YOUR TASK: Reproduce word for word the stretch of the family blog post below from "Yes there were" through "and their nephew.".

Thursday, April 9, 2015

Stories about my family EDIT!

Playing a game at writer's group, designed as a team building and as a getting to know you exercise, became a great way to germinate ideas.


My sons have red hair...


I've been bucked by a horse...


I enjoy sonnets...


My dad and my step dad are first cousins. No really. Making a longer story short for the sake of , well, my attempt at humor, my mom simply re-married back into the same family. No, it wasn't what you might be thinking. Not at all. It sure does make life interesting.


Yes there were occasional awkward moments, like that big family group picture at my high school graduation (NOW we laugh!). Or the time my mom tried to save and e-mail pictures on her computer and suddenly had the "2 dads" picture on her desk-top. It's a picture of one dad holding the other (an infant) presumably taken by one of their mothers, who were of course sisters. This incident prompted my brother to answer mom's voicemail with "Mother! Desktop wallpaper is NOT an emergency." In this case he may have been wrong. One of the great benefits to my brother and I was perhaps a larger opportunity to know and spend time with our grandparents, who adored my mom and their nephew.


As a kid, when the five of us sibs & steps were all together, observers always thought that I was one of the older group and that my brother was my dark-haired mom's only biological child. From 5th grade on I nearly always had a perm (yes, the spiral too) which matched me up with the older sibs and dad. I look back at pics from Christmases and station wagon vacations, and I see it immediately. Genetics is a funny thing.

Region pointing data:
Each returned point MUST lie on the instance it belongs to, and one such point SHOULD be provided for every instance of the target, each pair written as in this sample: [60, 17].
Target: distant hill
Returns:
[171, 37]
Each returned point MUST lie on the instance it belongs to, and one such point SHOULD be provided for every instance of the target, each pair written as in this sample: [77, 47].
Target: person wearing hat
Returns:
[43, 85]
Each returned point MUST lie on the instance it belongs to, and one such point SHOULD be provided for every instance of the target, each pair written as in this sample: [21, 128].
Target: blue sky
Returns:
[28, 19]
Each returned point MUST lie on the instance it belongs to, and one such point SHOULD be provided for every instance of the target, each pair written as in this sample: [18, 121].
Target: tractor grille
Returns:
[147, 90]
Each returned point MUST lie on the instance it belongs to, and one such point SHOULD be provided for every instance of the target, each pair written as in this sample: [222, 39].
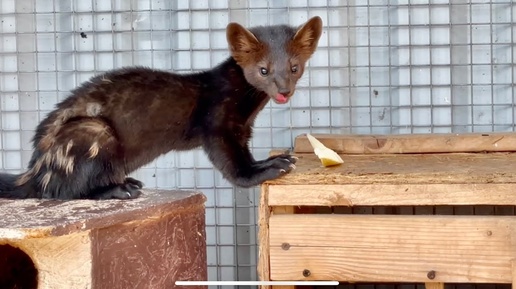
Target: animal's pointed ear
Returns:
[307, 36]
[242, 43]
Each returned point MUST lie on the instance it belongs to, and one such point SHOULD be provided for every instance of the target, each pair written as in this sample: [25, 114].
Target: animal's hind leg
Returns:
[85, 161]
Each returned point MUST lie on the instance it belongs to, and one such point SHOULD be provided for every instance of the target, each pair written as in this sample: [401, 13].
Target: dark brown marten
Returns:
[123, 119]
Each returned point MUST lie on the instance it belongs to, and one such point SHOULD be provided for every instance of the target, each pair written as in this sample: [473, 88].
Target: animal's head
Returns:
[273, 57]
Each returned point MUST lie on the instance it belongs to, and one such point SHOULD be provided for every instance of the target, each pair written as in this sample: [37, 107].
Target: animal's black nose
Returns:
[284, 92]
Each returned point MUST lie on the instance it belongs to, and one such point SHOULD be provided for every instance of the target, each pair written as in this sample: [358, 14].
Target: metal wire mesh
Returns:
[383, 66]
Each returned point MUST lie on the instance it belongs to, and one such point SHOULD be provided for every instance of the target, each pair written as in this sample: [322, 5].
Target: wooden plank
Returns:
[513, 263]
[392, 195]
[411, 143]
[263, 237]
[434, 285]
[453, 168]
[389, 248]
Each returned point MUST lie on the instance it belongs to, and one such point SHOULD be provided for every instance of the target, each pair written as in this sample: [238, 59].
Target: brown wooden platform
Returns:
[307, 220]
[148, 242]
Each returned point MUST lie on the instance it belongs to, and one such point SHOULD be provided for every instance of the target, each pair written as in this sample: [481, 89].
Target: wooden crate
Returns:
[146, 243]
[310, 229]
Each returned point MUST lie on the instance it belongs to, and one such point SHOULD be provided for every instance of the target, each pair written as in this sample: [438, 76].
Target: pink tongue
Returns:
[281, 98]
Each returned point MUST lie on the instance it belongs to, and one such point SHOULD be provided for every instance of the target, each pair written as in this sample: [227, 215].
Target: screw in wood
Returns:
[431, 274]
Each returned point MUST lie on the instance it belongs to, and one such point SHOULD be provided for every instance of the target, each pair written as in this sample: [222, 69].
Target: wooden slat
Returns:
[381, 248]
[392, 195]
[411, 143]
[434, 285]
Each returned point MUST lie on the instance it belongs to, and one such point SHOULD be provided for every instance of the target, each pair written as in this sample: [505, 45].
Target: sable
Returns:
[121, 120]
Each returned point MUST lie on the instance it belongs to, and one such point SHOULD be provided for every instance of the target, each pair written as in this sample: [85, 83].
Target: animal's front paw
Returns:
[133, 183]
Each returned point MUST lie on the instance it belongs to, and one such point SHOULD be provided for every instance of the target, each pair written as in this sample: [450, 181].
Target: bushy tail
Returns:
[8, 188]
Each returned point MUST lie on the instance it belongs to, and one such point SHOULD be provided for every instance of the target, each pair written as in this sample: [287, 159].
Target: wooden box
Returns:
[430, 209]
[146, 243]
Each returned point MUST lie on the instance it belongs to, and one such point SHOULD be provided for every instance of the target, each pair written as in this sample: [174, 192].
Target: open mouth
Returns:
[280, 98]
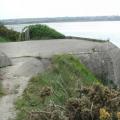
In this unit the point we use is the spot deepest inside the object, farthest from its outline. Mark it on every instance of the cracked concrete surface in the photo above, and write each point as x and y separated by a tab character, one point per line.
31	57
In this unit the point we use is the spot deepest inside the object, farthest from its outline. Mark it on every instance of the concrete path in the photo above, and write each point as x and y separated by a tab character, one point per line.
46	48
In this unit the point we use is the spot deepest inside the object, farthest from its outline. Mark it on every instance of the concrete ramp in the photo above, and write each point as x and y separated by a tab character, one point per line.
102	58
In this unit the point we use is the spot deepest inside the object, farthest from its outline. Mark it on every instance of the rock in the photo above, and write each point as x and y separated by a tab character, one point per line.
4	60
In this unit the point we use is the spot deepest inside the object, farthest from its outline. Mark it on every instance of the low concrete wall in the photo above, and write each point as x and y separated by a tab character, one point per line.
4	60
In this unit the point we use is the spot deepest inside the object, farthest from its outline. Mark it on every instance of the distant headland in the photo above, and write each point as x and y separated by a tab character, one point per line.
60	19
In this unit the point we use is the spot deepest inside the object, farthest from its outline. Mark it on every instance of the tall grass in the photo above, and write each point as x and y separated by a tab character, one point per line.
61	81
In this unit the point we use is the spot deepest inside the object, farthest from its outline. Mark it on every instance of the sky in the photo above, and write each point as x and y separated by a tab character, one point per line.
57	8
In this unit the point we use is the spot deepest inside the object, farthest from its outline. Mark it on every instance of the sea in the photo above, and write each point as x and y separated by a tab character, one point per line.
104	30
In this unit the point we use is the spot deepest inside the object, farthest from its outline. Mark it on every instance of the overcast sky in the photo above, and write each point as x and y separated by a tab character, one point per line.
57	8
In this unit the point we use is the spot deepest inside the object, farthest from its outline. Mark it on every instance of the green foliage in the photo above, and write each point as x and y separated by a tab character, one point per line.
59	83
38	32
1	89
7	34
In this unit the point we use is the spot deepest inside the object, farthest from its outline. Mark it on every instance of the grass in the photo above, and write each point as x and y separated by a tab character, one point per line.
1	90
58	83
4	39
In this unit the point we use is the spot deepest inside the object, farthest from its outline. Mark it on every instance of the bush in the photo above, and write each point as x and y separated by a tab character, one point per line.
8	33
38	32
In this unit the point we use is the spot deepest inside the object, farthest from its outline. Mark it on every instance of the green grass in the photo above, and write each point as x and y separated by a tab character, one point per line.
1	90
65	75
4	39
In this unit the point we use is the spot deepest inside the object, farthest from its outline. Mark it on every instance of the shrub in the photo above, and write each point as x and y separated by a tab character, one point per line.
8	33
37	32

* * *

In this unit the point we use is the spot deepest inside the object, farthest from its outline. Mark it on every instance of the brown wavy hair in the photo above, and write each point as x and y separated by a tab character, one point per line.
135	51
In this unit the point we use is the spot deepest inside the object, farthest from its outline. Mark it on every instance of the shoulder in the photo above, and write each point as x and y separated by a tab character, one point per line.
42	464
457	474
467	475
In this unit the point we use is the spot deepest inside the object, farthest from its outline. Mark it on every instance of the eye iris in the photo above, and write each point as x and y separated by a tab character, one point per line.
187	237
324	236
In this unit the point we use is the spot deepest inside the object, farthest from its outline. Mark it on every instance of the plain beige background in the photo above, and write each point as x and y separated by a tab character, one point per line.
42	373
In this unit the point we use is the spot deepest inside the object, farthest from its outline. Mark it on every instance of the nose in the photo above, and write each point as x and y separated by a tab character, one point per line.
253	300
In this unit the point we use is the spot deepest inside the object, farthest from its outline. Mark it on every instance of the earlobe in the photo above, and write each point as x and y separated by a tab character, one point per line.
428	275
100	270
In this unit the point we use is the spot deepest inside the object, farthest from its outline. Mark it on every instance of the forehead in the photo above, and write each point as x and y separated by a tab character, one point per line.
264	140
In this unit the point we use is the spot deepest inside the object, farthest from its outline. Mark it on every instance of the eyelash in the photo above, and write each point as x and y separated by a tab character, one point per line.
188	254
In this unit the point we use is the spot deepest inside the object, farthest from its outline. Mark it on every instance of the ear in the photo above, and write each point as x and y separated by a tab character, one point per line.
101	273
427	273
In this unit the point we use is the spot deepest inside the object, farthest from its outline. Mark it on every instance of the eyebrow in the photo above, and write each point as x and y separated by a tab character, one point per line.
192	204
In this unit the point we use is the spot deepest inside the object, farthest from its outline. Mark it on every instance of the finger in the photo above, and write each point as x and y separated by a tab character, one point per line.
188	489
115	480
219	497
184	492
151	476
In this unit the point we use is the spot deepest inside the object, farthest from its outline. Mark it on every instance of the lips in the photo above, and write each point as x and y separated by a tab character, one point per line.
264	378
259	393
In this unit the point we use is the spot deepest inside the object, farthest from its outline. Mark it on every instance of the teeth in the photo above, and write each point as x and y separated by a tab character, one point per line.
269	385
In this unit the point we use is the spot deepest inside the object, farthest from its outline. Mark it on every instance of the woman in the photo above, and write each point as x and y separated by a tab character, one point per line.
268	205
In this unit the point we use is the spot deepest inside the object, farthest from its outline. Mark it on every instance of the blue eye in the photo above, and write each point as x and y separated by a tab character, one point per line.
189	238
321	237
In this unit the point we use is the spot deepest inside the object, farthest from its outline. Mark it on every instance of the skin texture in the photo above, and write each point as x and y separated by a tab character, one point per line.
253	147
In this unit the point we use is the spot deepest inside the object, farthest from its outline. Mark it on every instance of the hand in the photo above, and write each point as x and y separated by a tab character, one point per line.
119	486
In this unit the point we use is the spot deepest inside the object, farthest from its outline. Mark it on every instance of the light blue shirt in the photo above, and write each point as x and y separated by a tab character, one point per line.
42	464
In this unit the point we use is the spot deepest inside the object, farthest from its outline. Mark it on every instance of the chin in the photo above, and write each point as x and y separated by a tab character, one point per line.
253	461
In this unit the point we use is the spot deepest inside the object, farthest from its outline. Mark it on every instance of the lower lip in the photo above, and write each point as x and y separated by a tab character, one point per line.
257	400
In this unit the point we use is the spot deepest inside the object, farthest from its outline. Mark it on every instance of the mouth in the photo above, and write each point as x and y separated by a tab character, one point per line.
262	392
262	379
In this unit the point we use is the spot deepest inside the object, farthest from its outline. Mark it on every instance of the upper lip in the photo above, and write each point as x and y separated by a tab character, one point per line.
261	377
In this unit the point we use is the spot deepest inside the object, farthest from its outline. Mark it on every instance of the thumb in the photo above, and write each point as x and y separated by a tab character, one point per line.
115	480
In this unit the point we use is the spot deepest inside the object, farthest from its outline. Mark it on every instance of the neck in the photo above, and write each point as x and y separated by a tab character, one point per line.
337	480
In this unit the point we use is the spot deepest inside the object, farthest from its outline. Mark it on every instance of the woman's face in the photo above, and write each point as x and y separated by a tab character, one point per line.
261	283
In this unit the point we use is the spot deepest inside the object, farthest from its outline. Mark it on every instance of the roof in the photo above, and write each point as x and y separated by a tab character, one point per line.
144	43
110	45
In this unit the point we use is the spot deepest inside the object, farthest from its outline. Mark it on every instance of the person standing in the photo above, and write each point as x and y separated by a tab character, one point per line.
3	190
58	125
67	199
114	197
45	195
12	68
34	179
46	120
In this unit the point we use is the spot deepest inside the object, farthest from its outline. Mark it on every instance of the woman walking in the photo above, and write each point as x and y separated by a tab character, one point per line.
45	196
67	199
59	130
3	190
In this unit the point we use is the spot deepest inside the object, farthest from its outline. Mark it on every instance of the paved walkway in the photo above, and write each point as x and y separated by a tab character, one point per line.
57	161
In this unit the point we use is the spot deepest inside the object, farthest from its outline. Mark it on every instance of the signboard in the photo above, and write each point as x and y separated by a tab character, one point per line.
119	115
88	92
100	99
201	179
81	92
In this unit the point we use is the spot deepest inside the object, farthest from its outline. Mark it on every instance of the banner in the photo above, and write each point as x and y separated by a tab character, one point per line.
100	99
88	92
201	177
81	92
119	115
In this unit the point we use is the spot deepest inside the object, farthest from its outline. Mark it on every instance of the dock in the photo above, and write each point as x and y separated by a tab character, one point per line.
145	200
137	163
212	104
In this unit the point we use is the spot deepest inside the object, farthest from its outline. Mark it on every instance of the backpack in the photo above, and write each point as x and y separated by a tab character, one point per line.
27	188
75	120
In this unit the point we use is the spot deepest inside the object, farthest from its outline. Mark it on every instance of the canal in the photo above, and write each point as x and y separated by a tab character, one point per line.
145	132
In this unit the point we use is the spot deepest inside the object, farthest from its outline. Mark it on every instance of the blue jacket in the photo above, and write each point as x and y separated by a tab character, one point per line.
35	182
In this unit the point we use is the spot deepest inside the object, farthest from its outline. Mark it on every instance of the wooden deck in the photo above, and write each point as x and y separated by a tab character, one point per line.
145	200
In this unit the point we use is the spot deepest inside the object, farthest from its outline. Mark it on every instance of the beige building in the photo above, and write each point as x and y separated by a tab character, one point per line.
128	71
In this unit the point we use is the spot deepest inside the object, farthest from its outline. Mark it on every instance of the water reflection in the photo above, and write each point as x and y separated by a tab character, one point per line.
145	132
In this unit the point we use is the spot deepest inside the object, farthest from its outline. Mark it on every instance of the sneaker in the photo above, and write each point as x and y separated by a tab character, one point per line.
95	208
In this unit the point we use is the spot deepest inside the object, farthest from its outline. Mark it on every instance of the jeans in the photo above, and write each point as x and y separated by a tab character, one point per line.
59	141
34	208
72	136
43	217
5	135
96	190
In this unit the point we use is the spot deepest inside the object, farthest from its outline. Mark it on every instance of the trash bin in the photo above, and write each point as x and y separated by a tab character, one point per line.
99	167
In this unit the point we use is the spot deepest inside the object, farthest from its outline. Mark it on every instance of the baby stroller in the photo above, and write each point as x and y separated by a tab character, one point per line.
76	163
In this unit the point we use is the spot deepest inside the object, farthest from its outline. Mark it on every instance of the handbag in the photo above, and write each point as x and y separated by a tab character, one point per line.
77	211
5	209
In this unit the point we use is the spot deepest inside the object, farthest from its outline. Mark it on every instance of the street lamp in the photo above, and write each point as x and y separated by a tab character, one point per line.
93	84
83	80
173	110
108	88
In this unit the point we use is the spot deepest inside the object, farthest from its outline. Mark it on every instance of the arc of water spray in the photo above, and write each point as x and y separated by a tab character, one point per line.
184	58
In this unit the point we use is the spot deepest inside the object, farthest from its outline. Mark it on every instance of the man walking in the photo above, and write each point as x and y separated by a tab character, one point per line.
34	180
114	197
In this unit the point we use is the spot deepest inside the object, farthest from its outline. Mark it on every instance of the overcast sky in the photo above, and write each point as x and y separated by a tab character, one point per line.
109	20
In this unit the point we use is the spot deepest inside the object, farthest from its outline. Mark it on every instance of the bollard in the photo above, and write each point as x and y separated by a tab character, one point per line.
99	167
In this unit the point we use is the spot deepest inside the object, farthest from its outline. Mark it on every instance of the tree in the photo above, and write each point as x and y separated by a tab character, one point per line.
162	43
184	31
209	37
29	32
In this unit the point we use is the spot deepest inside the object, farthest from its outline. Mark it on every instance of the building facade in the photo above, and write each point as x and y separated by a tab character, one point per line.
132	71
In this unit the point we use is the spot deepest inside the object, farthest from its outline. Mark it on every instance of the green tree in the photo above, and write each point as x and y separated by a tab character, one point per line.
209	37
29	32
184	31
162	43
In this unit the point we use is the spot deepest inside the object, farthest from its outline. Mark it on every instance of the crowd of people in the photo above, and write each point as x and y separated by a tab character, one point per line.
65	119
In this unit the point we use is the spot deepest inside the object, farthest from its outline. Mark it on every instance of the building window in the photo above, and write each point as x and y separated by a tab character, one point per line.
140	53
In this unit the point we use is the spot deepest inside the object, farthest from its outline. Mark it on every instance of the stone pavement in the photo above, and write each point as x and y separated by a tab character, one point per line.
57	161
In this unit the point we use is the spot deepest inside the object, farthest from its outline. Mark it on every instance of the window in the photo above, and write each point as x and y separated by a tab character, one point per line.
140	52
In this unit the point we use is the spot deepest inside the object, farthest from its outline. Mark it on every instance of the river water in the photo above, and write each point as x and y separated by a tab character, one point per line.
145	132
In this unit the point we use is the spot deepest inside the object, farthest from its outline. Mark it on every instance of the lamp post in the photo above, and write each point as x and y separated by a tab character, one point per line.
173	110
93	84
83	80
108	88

SOLUTION:
Yes there were occasional awkward moments, like that big family group picture at my high school graduation (NOW we laugh!). Or the time my mom tried to save and e-mail pictures on her computer and suddenly had the "2 dads" picture on her desk-top. It's a picture of one dad holding the other (an infant) presumably taken by one of their mothers, who were of course sisters. This incident prompted my brother to answer mom's voicemail with "Mother! Desktop wallpaper is NOT an emergency." In this case he may have been wrong. One of the great benefits to my brother and I was perhaps a larger opportunity to know and spend time with our grandparents, who adored my mom and their nephew.